▸ Your objective:
Pictures do not belong in the copy; transcribe everything else in the records exactly.

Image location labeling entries
— start —

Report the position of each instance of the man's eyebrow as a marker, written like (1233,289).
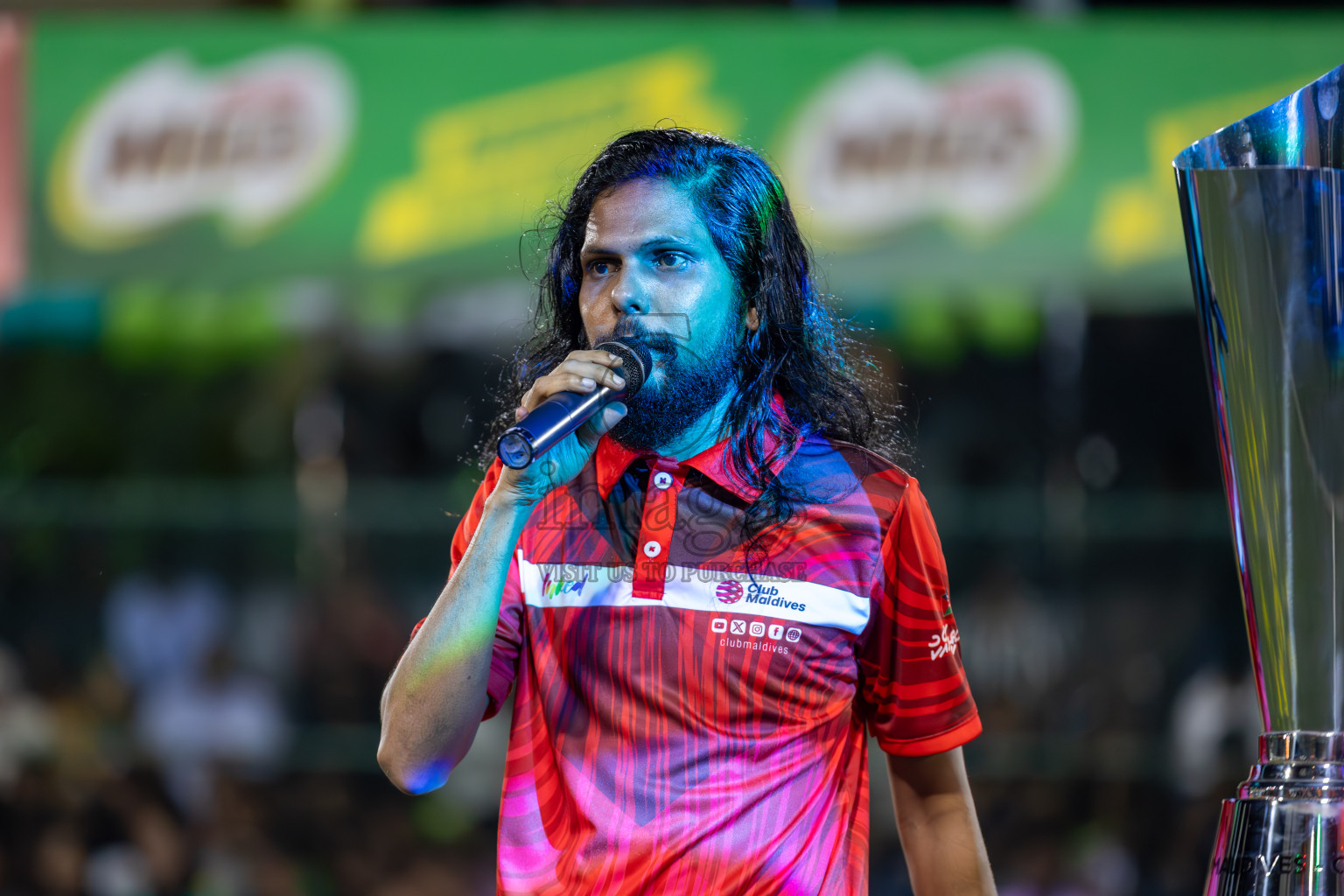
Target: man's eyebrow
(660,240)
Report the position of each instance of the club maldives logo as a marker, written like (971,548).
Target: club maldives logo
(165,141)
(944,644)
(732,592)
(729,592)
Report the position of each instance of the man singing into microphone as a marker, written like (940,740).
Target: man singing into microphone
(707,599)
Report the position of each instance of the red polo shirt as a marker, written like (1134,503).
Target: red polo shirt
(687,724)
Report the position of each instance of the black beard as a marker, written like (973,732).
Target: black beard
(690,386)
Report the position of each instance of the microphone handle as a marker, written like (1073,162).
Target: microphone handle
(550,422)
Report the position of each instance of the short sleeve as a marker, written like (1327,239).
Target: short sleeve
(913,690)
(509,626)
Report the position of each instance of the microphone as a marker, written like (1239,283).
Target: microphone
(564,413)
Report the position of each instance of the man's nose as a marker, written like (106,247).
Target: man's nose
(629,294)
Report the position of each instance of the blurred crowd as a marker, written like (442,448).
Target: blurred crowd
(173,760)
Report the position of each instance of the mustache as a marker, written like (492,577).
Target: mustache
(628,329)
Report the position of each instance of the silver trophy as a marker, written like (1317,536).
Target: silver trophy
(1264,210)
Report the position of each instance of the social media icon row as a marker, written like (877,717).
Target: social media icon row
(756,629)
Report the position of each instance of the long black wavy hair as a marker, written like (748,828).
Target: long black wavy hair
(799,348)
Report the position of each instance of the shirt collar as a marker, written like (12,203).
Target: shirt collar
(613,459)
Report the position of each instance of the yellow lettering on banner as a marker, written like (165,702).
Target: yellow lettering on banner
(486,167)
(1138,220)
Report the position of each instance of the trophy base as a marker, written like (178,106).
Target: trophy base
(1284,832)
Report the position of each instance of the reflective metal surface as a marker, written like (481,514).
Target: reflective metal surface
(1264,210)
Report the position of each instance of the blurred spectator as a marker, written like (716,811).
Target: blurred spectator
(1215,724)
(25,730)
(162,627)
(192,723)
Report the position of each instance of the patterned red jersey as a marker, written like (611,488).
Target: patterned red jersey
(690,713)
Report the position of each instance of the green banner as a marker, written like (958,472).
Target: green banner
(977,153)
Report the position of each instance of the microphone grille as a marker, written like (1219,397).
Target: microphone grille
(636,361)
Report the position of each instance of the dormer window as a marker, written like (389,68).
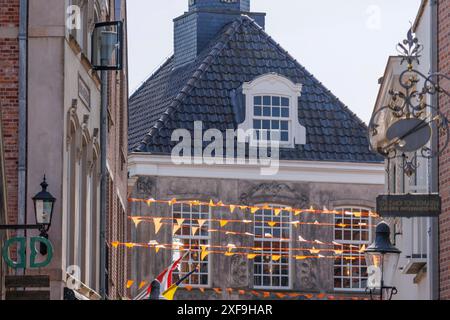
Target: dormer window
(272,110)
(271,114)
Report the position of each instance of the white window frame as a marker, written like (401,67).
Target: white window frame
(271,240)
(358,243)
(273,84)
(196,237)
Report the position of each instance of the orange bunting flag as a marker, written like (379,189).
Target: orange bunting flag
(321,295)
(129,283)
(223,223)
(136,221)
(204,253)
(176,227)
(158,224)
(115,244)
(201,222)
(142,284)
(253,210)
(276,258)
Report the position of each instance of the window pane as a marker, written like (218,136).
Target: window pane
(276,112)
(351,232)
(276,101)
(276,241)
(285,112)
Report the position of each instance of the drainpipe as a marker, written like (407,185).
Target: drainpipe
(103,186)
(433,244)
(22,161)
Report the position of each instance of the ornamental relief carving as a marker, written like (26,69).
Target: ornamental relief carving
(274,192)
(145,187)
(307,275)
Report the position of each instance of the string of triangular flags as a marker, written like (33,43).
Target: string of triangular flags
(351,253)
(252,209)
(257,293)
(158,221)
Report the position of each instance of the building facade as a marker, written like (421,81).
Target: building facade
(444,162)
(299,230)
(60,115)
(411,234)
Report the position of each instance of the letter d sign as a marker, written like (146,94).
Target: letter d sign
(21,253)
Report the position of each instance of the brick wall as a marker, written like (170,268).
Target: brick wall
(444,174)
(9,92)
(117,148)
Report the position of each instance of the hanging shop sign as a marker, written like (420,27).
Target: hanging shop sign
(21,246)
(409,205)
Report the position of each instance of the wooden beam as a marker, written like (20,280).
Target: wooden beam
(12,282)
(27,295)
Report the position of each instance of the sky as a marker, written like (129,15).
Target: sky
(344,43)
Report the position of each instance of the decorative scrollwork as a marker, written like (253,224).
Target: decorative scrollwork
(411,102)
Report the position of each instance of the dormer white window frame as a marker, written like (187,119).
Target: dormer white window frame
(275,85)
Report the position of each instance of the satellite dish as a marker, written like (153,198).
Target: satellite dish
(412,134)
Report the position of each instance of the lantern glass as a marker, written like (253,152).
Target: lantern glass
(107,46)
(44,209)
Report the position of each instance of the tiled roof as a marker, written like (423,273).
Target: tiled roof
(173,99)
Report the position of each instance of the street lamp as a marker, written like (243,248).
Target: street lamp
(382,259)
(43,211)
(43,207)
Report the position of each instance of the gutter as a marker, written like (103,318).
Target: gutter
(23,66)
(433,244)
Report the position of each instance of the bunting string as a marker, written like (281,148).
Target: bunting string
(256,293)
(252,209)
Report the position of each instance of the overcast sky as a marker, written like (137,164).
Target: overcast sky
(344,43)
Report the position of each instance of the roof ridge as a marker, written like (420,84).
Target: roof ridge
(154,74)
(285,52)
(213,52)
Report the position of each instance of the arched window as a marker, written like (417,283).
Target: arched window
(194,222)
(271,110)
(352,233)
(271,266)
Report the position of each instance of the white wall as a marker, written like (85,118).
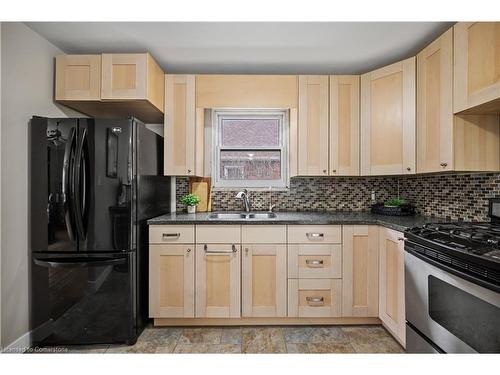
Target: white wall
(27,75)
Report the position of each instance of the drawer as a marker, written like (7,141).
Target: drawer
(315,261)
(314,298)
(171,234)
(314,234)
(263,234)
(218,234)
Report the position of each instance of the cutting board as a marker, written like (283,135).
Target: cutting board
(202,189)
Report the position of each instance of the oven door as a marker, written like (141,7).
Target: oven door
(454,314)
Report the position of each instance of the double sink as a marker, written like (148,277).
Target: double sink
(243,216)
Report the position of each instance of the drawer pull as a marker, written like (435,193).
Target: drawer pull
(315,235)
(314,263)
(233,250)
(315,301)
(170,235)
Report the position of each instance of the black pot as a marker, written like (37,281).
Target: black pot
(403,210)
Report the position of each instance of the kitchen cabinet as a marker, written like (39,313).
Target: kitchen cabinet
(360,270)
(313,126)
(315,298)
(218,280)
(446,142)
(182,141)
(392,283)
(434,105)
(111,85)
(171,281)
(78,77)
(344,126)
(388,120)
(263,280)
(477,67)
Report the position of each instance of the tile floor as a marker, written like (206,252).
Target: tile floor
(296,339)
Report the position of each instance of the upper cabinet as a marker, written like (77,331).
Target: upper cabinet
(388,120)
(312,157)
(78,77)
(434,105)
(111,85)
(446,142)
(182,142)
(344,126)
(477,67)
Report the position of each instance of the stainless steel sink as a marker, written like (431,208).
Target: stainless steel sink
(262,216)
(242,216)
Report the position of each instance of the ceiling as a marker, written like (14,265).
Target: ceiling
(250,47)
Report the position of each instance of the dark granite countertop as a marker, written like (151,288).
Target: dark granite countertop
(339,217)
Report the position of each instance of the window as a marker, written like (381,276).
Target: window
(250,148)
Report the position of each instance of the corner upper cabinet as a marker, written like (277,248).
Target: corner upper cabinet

— end —

▸ Written reply:
Report the position of each instance of the man's eyebrow as a marker, written like (1233,289).
Target: man's eyebrow
(660,240)
Report the position of each instance of the club maldives logo as a marker, written like (971,548).
Target: club maldives logo
(165,141)
(944,644)
(732,592)
(729,592)
Report the position of each instance of the man singing into microphone as a marker, written like (940,740).
Target: man singing into microphone
(707,599)
Report the position of each instance of the red polo shirt as a marker, written like (1134,503).
Target: red polo shirt
(687,724)
Report the position of each instance of the black beard as a marker, written like (973,732).
Target: black beard
(690,386)
Report the position of each instance of the microphone handle as a marker, written like (1073,162).
Target: microphone handle
(550,422)
Report the position of each instance of the short sleeve as a marker, written like (1327,239).
Target: short sleeve
(913,690)
(509,626)
Report the position of each instance of the microphone as a marker, written like (1239,283).
Target: microphone
(564,413)
Report the position of each instance of the man's nose as a marker, written like (106,247).
Target: man's nose
(629,294)
Report the position of each instance of the blurred crowd as a marker, written like (442,448).
Target: blurred crowd
(173,760)
Report the position of each instance of the mustache as a marker, written like (492,577).
Target: mustache
(628,329)
Report the position of each instance of the silver trophy as a marker, written like (1317,536).
Target: silver trophy
(1264,210)
Report the position of each instance of the social media icon row as a marker, written like (877,717).
Target: social media icon row
(756,629)
Report the position of each instance of the long black wavy hair as a marker, written like (748,828).
Target: long black wavy hair
(799,348)
Report the position of each instance of the shirt collar as a marker, written like (12,203).
Target: shirt collar
(613,459)
Report the position of each instance of the yellow lettering on banner as a marker, written like (165,702).
Target: yellow lettering on banner
(486,167)
(1138,220)
Report the position of each instance of the trophy base as a marker, written like (178,106).
Target: trophy base
(1284,832)
Report the position of each instance of the reflective metal surface as a marker, written like (481,514).
Target: reflective metal surface
(1264,210)
Report the position of each instance of the blurred spectator as a marker, written like (716,811).
Target: blurred spectator
(1215,724)
(25,730)
(162,627)
(192,723)
Report the position of each instance of the patterned red jersey as a marker, written like (611,488).
Target: patterned red jersey
(690,713)
Report the position of each instance of the green banner as a marker, written like (958,472).
Target: green banner
(977,153)
Report the position of each instance of the microphone grille as a marker, written like (1219,397).
Target: microphone grille
(636,361)
Report the position of each instance of the dormer window as a marker, written like (389,68).
Target: dormer window
(272,110)
(271,114)
Report the position of each instance of the white window frame as a marker, written like (401,67).
Target: white window frame
(271,240)
(358,243)
(273,84)
(196,237)
Report the position of each instance of the orange bunting flag as a marker, written like (379,189).
Target: orange bunting flag
(321,295)
(129,283)
(223,223)
(136,221)
(204,253)
(176,227)
(158,224)
(115,244)
(201,222)
(142,284)
(253,210)
(276,258)
Report the position of each instance of the window pane as a marker, written like (218,136).
Target: window pane
(276,112)
(351,232)
(276,101)
(276,241)
(285,112)
Report the position of each instance of the drainpipe as a marker, written like (407,185).
Target: drainpipe
(103,186)
(433,244)
(22,161)
Report the position of each instance of the ornamental relief carving as a marker, written like (26,69).
Target: ornamental relief carving
(274,192)
(145,187)
(307,275)
Report the position of each instance of the string of triangular flags as a marker, written like (33,43).
Target: string of triangular flags
(351,253)
(252,209)
(257,293)
(158,221)
Report the position of each instance of the building facade as a marker, written like (421,81).
Target: building facade
(444,162)
(299,230)
(60,115)
(411,234)
Report the position of each instance of the letter d sign as a marker, written like (146,94).
Target: letter d sign
(21,253)
Report the position of each instance of the brick wall as a marker, written like (170,268).
Target: brick wall
(444,174)
(9,92)
(117,148)
Report the position of each instance of the hanging shop sign as a marker, written like (420,27).
Target: hanging shop sign
(21,246)
(409,205)
Report the position of each instance of the wooden beam as a marker, written like (20,280).
Target: wooden beam
(12,282)
(27,295)
Report the position of each instance of the sky as a marker, written like (129,15).
Target: sky
(344,43)
Report the position of each instance of the decorative scrollwork as a marker, written like (253,224).
Target: decorative scrollwork
(411,102)
Report the position of each instance of the dormer white window frame as a marker, written like (187,119).
Target: dormer white window frame
(275,85)
Report the position of each instance of the satellite dish as a marker, written like (153,198).
Target: satellite dish
(412,134)
Report the position of each instance of the lantern glass as a marker, written like (253,152).
Target: lantern glass
(107,46)
(44,209)
Report the position of each instance of the tiled roof as a marker, written like (423,273).
Target: tiled roof
(173,99)
Report the position of each instance of the street lamp as a marker, written like (243,248).
Target: street lamp
(382,259)
(43,211)
(43,207)
Report the position of each instance of the gutter as a marker, written like (103,318).
Target: gutter
(23,66)
(433,244)
Report the position of each instance of the bunting string as a marker, written like (281,148).
Target: bunting string
(256,293)
(252,209)
Report the position of each instance of the overcast sky as a marker, written like (137,164).
Target: overcast sky
(344,43)
Report the position of each instance of the roof ridge as a marker, written like (420,84).
Target: roof ridge
(154,74)
(285,52)
(213,52)
Report the position of each instance of the arched window as a marker, written like (417,283).
Target: arched window
(194,222)
(271,110)
(352,233)
(271,266)
Report the position of each instance of the white wall as a marker, written like (85,118).
Target: white wall
(27,75)
Report the position of each instance of the drawer as a marker, written like (7,141).
Target: drawer
(315,261)
(314,298)
(171,234)
(314,234)
(263,234)
(218,234)
Report the position of each instance of the cutting board as a marker, written like (283,135).
Target: cutting board
(202,189)
Report the position of each instance of the oven door as a marker, written like (141,7).
Target: oven door
(454,314)
Report the position of each instance of the double sink as a marker, written like (148,277).
Target: double sink
(243,216)
Report the position of each instance of the drawer pull as a marker, written like (435,193).
Target: drawer pull
(315,235)
(314,263)
(233,250)
(315,301)
(170,235)
Report the position of each instance of the black pot as a marker, written like (37,281).
Target: black pot
(403,210)
Report the position of each instance of the kitchen cabinet as a marker, written like (39,313).
Target: kitchen cabinet
(360,270)
(313,126)
(315,298)
(218,280)
(446,142)
(182,141)
(392,283)
(434,105)
(111,85)
(171,281)
(78,77)
(344,126)
(388,120)
(263,280)
(477,67)
Report the position of each instance of the tile floor as a marker, written like (206,252).
Target: tile floor
(296,339)
Report the position of each instance of the upper cabinet as a marker, written like (77,331).
Target: upper cabinet
(388,120)
(312,157)
(78,77)
(434,105)
(111,85)
(446,142)
(182,142)
(344,126)
(477,67)
Report the position of each instance of the stainless steel sink as a marker, written like (431,208).
Target: stainless steel sink
(262,216)
(242,216)
Report the position of each instance of the ceiling as a marker, written like (14,265).
Target: ceiling
(250,47)
Report the position of each instance of the dark granite countertop as a marker, written like (151,288).
Target: dark granite countertop
(339,217)
Report the position of each instance of the window as a marker, written like (381,276).
Target: window
(250,148)
Report the position of each instance of the corner upper cabinet as a marker, written like (277,248).
Target: corner upper cabinet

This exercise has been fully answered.